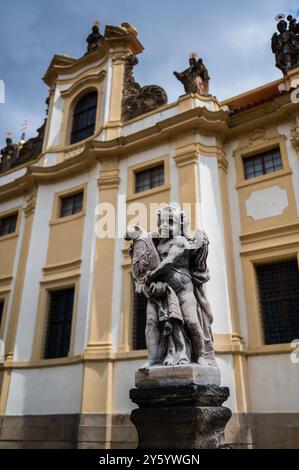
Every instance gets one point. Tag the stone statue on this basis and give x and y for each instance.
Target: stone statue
(196, 78)
(95, 38)
(9, 155)
(285, 44)
(170, 269)
(138, 100)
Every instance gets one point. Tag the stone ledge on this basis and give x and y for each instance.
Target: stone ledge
(148, 377)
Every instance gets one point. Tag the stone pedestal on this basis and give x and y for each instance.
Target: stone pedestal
(179, 415)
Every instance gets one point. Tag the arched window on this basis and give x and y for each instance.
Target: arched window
(84, 117)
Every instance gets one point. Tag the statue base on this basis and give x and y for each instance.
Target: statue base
(156, 376)
(180, 416)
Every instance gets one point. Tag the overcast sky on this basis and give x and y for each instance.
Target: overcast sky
(232, 37)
━━━━━━━━
> [Brief] Rewrite the items above with every "stone statue" changed to "marble statue" and everything else kept the same. Leave the picture out of your answer.

> [Finished answer]
Every instance gets one point. Tag the marble statue on this basis and give x and y for each instance.
Target: marble statue
(196, 78)
(95, 38)
(9, 155)
(285, 44)
(170, 269)
(138, 100)
Every instance gets one point. Tag the stone ledge on this basis and give x and y for each instance.
Target: stone ledge
(148, 377)
Every instance gets one point. Tag the stone pedestal on this basis and give x and y for each instance.
Target: stone pedestal
(179, 415)
Every instance gets one point. Tag the arched window on this basis and give x and y for each instance.
Target: arched window
(84, 117)
Every instance gets one point. Tag the statue base on this basis and give x and y for each instance.
Target: statue base
(156, 376)
(180, 416)
Every instance gets one point. Tag the overcast sky on this basis and give x and y for each instance.
Target: overcast sky
(232, 37)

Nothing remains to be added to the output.